TEXT EXCERPT:
★ ★ ★ ★ ★ ★ ★

As if that wasn’t enough, Typhoon fighter jets and military helicopters will be in our skies, just to deter those terrorists that have no aerial power in their own countries, but of course have full capabilities to breach British aerospace. Add the cherry on top of the cake is of course the surface to air missiles that will be placed on top of residential blocks. While this may make that xenophobic, patriotic, Falkland war loving Brit feel safer at night, those with a little more sense and self-consciousness will move beyond inherited jingoism to feelings of caution, worry and dismay at the need to deploy such capacities for destruction to fight an enemy that at his worst operates using over the counter chemicals cooked in basements with crude equipment. The notion that such enemies can be fought with full military might is not only erroneous, as the Afghani resistance proves daily, it also evokes the great satire of Team America, Trey Parker and Matt Stones scathing critique of over-militarised responses to terrorist threats.

The film starts with the destruction of Paris by American forces seeking to neutralise a jihadi with a suitcase. In response, missiles are fired and destruction is wrecked at comically disturbing levels. When I hear of the measures taken to keep London safe, all I can think of is that opening scene. Imagine a terrorist does make it through the net of GCHQ, Mi6, Mi5, Special Branch and the SO15’s intelligence. Does the aforementioned security infrastructure fortify London even slightly? I fail to see how. If I work on mainstream perceptions of this world, there’s some math that just doesn’t work.

★ ★ ★ ★ ★ ★ ★

GOAL OF THE EXERCISE:
Copy the passage on London's security measures verbatim, starting at "The film starts" and ending at "just doesn’t work.". The listing that comes next has nothing to do with the text excerpt about London's security measures.

DATA PROVIDED:
★ ★ ★ ★ ★ ★ ★

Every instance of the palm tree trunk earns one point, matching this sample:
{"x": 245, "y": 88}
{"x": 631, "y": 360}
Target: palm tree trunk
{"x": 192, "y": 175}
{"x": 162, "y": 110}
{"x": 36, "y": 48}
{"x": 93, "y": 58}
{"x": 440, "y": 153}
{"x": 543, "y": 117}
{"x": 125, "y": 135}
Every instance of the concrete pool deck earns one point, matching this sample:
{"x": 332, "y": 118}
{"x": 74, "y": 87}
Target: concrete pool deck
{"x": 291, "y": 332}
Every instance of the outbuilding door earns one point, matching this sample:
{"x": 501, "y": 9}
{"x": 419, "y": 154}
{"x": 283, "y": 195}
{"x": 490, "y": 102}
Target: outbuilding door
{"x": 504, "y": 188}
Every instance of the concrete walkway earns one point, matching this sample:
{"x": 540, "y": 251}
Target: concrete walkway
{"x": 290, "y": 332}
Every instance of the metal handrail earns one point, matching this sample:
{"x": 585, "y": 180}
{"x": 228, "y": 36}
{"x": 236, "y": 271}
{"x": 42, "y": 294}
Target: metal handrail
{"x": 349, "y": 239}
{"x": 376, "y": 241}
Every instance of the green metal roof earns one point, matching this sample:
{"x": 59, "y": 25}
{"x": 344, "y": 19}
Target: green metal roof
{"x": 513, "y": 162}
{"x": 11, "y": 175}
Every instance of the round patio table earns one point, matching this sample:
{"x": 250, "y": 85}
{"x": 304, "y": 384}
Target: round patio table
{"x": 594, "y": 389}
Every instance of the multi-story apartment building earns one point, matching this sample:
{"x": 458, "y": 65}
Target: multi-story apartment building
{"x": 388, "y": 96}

★ ★ ★ ★ ★ ★ ★

RESPONSE BELOW:
The film starts with the destruction of Paris by American forces seeking to neutralise a jihadi with a suitcase. In response, missiles are fired and destruction is wrecked at comically disturbing levels. When I hear of the measures taken to keep London safe, all I can think of is that opening scene. Imagine a terrorist does make it through the net of GCHQ, Mi6, Mi5, Special Branch and the SO15’s intelligence. Does the aforementioned security infrastructure fortify London even slightly? I fail to see how. If I work on mainstream perceptions of this world, there’s some math that just doesn’t work.